▶ **Reading text**
[Start of Attachment]

LOAN loss provisioning is expected to fall among the biggest banks in South Africa, Kenya and Morocco, but will remain above long-term averages over the next 12 months, Moody’s Investors Service said yesterday.
“The drop will boost net profits at these banks, given their solid pre-provision income,” the global credit rating agency said.
South African and Kenyan banks were prudent in recognising forward-looking provisions, as required under IFRS 9 rules. Some South African banks took additional provisions to reflect expectations of weak economic conditions, Moody’s said in a report on the 15 biggest banks in South Africa, Kenya, Nigeria and Morocco.
“Problem loans have soared at African banks, as the pandemic brought widespread economic disruption. While comparison across systems is imperfect, financial reports show non-performing loans (NPLs) increased most sharply in Kenya, breaking through 10-year highs,” the report said.
Nigeria was an exception, with its banks reporting a surprise fall in NPL ratios and setting aside lower loan-loss provisions than their continental peers, a trend that was likely to reverse this year, said Moody’s.
Barring Nigeria, profitability collapsed at most banks, mainly because of an unprecedented increase in provisions, but a partial recovery was expected over the next 12 to 18 months, Moody’s predicted.
“If provisioning costs revert to their 2010-2019 highs, profits could increase by an average of 57 percent for Kenyan banks and 42 percent for South African banks, all else constant. For Nigerian banks, we expect provisioning costs to increase towards long-term averages as problem loans increase and require more provisions.”

[End of Attachment]

▶ **Tasks to complete**
A - Print the portion of the article on loan-loss provisioning at African banks starting at "Barring Nigeria, profitability" and ending at "months, Moody’s predicted.".
B - According to the article on loan-loss provisioning at African banks, why did profitability collapse at most banks other than those in Nigeria? Answer in one to three sentences.

▶ **Material supplied**

[Start of Attachment]

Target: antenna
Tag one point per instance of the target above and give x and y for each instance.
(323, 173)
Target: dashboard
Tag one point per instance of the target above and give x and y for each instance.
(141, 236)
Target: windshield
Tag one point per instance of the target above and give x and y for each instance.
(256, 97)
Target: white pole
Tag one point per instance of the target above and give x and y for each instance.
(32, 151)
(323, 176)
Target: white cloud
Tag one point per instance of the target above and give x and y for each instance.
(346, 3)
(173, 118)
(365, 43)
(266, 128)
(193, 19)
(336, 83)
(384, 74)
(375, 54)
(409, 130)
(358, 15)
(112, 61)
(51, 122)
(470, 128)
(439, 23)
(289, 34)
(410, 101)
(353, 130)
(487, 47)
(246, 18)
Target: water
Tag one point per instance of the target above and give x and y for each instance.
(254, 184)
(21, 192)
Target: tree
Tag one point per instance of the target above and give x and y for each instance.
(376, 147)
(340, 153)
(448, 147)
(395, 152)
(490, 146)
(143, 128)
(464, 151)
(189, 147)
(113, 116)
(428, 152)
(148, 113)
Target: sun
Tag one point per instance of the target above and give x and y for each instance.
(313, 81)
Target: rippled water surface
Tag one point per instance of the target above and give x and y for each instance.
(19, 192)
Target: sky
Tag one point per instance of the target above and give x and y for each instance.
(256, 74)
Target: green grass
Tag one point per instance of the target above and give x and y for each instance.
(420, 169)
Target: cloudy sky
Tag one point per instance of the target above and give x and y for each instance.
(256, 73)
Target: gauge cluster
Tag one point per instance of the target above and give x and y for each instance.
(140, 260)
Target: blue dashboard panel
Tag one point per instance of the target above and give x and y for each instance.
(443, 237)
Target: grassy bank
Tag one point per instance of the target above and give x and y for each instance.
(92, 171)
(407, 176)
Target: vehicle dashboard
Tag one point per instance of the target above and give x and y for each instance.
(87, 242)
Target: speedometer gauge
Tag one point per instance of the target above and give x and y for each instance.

[End of Attachment]

▶ **Answer list**
A -
Barring Nigeria, profitability collapsed at most banks, mainly because of an unprecedented increase in provisions, but a partial recovery was expected over the next 12 to 18 months, Moody’s predicted.

B - Profitability collapsed at most banks other than those in Nigeria mainly because of an unprecedented increase in provisions, according to Moody's.